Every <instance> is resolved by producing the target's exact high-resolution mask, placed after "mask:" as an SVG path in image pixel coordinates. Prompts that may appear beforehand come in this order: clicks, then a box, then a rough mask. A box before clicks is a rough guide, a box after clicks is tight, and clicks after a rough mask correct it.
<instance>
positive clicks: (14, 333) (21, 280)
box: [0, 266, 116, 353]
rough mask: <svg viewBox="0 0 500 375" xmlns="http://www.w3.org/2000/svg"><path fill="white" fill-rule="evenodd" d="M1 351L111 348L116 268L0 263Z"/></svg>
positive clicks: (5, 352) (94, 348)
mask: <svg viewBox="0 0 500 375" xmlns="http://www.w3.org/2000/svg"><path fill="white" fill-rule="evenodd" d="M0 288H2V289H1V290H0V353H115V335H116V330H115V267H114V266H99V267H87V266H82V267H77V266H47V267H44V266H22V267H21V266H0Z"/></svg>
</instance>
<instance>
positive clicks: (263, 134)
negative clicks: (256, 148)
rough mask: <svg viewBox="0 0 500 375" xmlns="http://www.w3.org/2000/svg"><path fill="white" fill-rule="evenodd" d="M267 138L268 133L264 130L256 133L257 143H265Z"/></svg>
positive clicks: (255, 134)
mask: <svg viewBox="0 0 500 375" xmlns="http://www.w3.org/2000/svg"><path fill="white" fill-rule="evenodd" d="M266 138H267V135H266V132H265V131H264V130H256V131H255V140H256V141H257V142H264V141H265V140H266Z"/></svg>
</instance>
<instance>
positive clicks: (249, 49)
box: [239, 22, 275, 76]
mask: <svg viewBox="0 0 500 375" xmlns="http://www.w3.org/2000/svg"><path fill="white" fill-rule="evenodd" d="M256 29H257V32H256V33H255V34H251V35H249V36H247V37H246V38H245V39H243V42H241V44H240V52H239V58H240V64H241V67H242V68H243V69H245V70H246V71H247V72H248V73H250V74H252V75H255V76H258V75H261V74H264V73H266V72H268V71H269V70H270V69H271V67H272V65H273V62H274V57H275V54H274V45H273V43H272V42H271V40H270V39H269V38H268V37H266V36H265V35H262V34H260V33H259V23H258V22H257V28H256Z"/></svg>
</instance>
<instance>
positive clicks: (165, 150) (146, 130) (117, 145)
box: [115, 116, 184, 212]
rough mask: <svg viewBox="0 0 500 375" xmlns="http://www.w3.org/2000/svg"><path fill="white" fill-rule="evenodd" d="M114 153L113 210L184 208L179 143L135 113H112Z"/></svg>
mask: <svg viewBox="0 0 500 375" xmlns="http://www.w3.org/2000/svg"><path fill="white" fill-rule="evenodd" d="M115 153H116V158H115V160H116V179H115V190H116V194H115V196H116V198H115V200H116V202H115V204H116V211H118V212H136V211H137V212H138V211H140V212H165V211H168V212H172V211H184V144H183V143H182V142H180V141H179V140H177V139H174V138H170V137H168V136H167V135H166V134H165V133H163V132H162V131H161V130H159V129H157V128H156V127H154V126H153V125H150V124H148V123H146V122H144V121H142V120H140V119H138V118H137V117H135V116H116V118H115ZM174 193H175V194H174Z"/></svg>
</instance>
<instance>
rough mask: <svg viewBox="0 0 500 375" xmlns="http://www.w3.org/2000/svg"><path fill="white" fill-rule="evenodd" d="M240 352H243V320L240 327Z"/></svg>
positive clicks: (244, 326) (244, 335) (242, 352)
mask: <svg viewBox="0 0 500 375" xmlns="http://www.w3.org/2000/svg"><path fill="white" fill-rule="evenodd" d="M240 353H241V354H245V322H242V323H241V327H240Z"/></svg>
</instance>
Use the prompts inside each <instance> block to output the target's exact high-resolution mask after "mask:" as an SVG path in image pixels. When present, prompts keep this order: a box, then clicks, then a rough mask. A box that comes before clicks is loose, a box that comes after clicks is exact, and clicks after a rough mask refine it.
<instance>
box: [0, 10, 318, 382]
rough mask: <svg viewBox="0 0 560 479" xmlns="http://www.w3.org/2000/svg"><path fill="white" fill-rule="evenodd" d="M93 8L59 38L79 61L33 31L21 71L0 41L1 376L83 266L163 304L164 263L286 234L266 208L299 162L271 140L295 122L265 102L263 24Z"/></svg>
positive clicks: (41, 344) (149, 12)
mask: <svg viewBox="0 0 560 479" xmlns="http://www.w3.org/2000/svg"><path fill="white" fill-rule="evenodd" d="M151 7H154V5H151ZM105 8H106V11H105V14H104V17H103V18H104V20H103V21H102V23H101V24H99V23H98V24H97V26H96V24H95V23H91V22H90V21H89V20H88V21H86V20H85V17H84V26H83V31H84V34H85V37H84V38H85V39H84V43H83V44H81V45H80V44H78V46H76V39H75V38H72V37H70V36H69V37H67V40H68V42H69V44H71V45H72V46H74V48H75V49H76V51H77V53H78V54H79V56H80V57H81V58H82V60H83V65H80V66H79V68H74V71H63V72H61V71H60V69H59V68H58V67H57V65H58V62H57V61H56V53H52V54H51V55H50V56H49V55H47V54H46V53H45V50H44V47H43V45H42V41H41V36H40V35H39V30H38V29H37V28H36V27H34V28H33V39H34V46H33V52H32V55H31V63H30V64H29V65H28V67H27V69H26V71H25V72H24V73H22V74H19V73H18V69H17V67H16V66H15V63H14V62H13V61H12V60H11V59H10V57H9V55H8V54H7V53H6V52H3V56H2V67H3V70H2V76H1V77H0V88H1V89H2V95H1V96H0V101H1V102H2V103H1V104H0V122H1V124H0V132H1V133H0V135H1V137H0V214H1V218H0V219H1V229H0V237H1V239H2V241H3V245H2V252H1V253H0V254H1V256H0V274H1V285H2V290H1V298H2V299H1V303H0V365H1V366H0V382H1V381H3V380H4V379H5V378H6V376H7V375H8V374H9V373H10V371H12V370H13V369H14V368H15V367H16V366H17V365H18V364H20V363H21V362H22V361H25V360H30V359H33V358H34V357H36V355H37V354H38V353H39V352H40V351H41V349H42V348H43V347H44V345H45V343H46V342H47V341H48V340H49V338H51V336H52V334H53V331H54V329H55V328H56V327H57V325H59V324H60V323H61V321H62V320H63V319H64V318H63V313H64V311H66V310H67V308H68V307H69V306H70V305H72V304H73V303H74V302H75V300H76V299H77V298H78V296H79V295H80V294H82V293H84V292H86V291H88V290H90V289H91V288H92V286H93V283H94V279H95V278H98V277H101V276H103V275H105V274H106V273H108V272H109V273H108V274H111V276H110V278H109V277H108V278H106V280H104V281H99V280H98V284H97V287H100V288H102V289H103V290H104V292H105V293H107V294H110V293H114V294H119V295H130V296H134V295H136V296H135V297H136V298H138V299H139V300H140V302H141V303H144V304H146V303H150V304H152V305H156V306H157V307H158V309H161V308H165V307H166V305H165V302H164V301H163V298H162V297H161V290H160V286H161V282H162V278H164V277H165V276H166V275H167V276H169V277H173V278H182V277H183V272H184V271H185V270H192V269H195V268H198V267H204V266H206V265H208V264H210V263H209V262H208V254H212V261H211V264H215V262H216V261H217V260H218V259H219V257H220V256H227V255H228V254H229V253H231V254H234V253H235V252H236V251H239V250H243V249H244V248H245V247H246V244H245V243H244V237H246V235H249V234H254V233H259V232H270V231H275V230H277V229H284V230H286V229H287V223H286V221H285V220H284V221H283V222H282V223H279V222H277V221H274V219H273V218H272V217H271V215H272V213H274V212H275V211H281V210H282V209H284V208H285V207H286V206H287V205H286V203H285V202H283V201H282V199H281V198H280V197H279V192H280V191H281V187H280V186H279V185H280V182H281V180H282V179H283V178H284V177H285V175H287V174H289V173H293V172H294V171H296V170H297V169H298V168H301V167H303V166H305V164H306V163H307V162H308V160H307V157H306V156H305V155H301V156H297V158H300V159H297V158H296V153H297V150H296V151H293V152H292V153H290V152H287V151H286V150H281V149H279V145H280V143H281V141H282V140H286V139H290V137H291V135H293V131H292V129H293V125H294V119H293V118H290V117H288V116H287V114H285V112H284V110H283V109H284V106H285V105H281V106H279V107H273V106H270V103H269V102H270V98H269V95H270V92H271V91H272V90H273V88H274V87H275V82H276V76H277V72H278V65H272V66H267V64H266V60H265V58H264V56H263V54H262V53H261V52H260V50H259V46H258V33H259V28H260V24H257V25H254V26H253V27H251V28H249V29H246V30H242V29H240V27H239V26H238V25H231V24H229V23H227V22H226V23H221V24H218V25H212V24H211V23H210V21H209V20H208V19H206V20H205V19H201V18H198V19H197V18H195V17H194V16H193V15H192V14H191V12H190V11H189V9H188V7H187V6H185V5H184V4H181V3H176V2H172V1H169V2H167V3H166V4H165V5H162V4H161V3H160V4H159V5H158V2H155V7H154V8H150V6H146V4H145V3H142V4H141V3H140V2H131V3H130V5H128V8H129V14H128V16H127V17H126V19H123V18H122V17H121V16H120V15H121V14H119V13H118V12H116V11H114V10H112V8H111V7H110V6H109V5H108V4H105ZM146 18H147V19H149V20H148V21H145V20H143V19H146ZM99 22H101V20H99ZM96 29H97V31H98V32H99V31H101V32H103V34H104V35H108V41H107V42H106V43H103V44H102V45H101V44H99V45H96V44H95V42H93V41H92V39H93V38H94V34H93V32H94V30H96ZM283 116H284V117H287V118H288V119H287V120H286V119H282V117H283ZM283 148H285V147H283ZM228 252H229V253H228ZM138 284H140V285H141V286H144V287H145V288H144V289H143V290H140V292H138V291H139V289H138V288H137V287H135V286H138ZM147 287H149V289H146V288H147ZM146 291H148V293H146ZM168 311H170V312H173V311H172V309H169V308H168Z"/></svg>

Job:
From the records above, extract every line that contains the word "positive".

Answer space:
positive clicks: (14, 333) (21, 280)
positive clicks: (5, 352) (94, 348)
positive clicks: (263, 134)
positive clicks: (255, 134)
positive clicks: (249, 49)
positive clicks: (165, 150) (146, 130) (117, 145)
positive clicks: (244, 326) (244, 335) (242, 352)
positive clicks: (41, 344) (149, 12)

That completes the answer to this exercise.